▸ **Text shown**:
# Blackberry cobbler



## koshergrl (Aug 18, 2018)

Is in the oven. 
I'm trying to eschew sugar and flour. It sucks that I'm a good cook and there are berries in the back yard 







Blackberry Cobbler


----------



## Ridgerunner (Aug 18, 2018)

koshergrl said:


> Is in the oven.
> I'm trying to eschew sugar and flour. It sucks that I'm a good cook and there are berries in the back yard
> 
> 
> ...



Marry Me...


----------



## JustAnotherNut (Aug 18, 2018)

koshergrl said:


> Is in the oven.
> I'm trying to eschew sugar and flour. It sucks that I'm a good cook and there are berries in the back yard
> 
> 
> ...



You must have good air conditioning or is it cooler there in the south? I swear off my oven all summer long so all berries & whatnot go in the freezer. Then around October 1st, cooking & baking commences


----------



## waltky (Aug 18, 2018)

We never have enough blackberries...

... fer a blackberry cobbler...

... Uncle Ferd eats `em...

... as he picks `em.


----------



## ABikerSailor (Aug 18, 2018)

koshergrl said:


> Is in the oven.
> I'm trying to eschew sugar and flour. It sucks that I'm a good cook and there are berries in the back yard
> 
> 
> ...



You know, yesterday I was watching Hack My Life on TruTv, and one of the things they showed a hack for was gluten free flour.  Seems that all you have to do is take some Quaker Oats, or any other kind of rolled oats, put them in a blender, and blend for a min. or two.  Turns out, it makes a pretty decent gluten free flour that isn't bleached white.

And.................instead of using refined white sugar, why not use brown sugar instead?


----------



## Pogo (Aug 18, 2018)

JustAnotherNut said:


> koshergrl said:
> 
> 
> > Is in the oven.
> ...



"The south"  

I'm sicka blackberries.  Absolutely surrounded with 'em. I'm gonna keep planting raspberries and cutting the BBs back.


----------



## JustAnotherNut (Aug 18, 2018)

Pogo said:


> JustAnotherNut said:
> 
> 
> > koshergrl said:
> ...



Since I'm in Washington and she is in Oregon.....yeah she's south of me. I didn't mean the sticks like your kind of south.

▸ **Saved entries**:
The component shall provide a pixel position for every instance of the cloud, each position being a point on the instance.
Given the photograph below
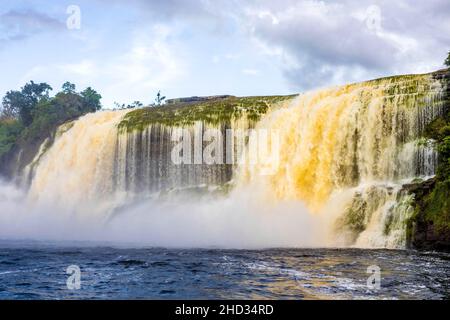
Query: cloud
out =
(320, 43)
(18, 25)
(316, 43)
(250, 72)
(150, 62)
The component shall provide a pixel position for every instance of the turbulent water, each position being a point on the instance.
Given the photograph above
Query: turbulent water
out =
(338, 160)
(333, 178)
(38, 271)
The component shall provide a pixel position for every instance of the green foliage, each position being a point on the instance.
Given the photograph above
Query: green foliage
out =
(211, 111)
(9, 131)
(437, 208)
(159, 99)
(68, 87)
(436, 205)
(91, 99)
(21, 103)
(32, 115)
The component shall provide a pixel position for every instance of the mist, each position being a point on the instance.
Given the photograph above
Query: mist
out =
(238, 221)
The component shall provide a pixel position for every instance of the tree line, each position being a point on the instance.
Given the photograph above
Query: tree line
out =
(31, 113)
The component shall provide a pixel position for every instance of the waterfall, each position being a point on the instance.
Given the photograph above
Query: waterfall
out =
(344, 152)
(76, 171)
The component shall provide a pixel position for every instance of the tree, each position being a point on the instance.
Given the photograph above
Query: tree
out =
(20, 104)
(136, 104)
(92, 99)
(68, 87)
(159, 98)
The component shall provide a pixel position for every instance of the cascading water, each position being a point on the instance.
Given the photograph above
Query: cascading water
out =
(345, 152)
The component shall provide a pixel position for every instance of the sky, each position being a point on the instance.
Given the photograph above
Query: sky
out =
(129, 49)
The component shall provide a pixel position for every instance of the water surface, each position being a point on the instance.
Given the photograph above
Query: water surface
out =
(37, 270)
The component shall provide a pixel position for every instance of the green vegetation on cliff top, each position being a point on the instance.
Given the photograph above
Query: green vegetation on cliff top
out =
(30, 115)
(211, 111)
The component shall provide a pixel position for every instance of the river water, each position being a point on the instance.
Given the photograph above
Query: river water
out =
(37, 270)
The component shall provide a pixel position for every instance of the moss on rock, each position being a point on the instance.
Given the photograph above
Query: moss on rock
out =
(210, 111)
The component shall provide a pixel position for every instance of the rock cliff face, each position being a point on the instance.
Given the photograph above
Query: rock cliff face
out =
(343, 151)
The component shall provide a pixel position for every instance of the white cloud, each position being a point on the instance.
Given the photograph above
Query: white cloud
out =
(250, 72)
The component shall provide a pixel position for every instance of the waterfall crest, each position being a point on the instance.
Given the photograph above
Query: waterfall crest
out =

▸ **Exercise directions**:
Rewrite the stretch of the blackberry cobbler thread from "You know, yesterday" through "Pogo (Aug 18, 2018)", changing "blender" to "food processor".

▸ **Result of this task**:
You know, yesterday I was watching Hack My Life on TruTv, and one of the things they showed a hack for was gluten free flour.  Seems that all you have to do is take some Quaker Oats, or any other kind of rolled oats, put them in a food processor, and blend for a min. or two.  Turns out, it makes a pretty decent gluten free flour that isn't bleached white.

And.................instead of using refined white sugar, why not use brown sugar instead?


----------



## Pogo (Aug 18, 2018)